[Region pointing data]
☆ ☆ ☆
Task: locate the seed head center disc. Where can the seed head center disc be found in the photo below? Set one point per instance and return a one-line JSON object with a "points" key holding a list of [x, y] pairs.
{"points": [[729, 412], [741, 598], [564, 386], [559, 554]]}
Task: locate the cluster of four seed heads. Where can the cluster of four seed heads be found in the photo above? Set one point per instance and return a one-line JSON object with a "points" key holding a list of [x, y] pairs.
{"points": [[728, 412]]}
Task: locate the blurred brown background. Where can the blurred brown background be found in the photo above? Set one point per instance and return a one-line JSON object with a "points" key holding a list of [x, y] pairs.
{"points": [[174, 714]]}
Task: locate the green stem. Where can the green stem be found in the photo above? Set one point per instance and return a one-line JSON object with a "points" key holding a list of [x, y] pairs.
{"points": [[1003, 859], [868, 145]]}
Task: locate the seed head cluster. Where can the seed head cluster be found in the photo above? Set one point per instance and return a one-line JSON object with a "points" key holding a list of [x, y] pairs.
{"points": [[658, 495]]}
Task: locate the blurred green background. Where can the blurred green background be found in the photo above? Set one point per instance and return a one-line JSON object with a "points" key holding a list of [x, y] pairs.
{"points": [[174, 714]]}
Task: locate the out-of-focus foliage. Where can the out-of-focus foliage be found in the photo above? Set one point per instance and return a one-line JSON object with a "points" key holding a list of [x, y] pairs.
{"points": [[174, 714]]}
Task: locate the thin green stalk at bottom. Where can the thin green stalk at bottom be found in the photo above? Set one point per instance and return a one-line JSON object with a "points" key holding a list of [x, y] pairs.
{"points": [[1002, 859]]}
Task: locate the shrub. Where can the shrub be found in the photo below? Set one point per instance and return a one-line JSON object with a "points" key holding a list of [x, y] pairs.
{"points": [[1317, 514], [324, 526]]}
☆ ☆ ☆
Reproduce the entries above in full by retyping them exactly.

Task: locate the seed head center disc. Where can the seed head center disc be found in the photo below? Set one point per instance and return a one-line JSON object with a "points" key holding a list of [x, y] pairs.
{"points": [[729, 412], [741, 598], [564, 386], [559, 554]]}
Task: locate the cluster of four seed heads. Where can the cluster of four seed heads be found in the photo above? Set one point per instance and return a one-line JSON object with a "points" key holding a list of [x, y] pairs.
{"points": [[728, 412]]}
Task: locate the blurred brown background. Where can the blurred brown background be found in the photo above? Set one point per instance and return a one-line JSON object with a "points" key holding a list of [x, y] pairs.
{"points": [[174, 714]]}
Task: locate the green stem. Where can the green stem be found in the photo above? Set one point per instance and return a one-line JSON object with a "points" key holding a list of [x, y] pairs.
{"points": [[1003, 859], [868, 145]]}
Task: locate the seed head cluster. Where can the seed head cluster be found in the photo above? Set one point per instance and return a one-line JSON object with a "points" key holding a list of [x, y] pairs.
{"points": [[658, 495]]}
Task: locate the blurred green background. Where can the blurred green background be found in the photo above? Set one point per instance and return a one-line JSON object with a "points" key holding a list of [x, y] pairs.
{"points": [[174, 714]]}
Task: locate the out-of-focus foliage. Where can the out-of-focus foliage be found in the photo above? Set one point per instance and return a one-line JSON object with a "points" key holding a list of [x, y] pairs.
{"points": [[174, 714]]}
Task: locate the thin green stalk at bottom. Where can the thin green stalk at bottom be found in the photo above? Set one point per instance and return a one-line JSON object with a "points" key holding a list of [x, y] pairs.
{"points": [[1002, 859]]}
Task: locate the shrub. Where can the shrub be found in the photo below? Set one point per instance and return a one-line JSON object with a "points" key holding a list of [x, y] pairs.
{"points": [[1317, 514], [324, 526]]}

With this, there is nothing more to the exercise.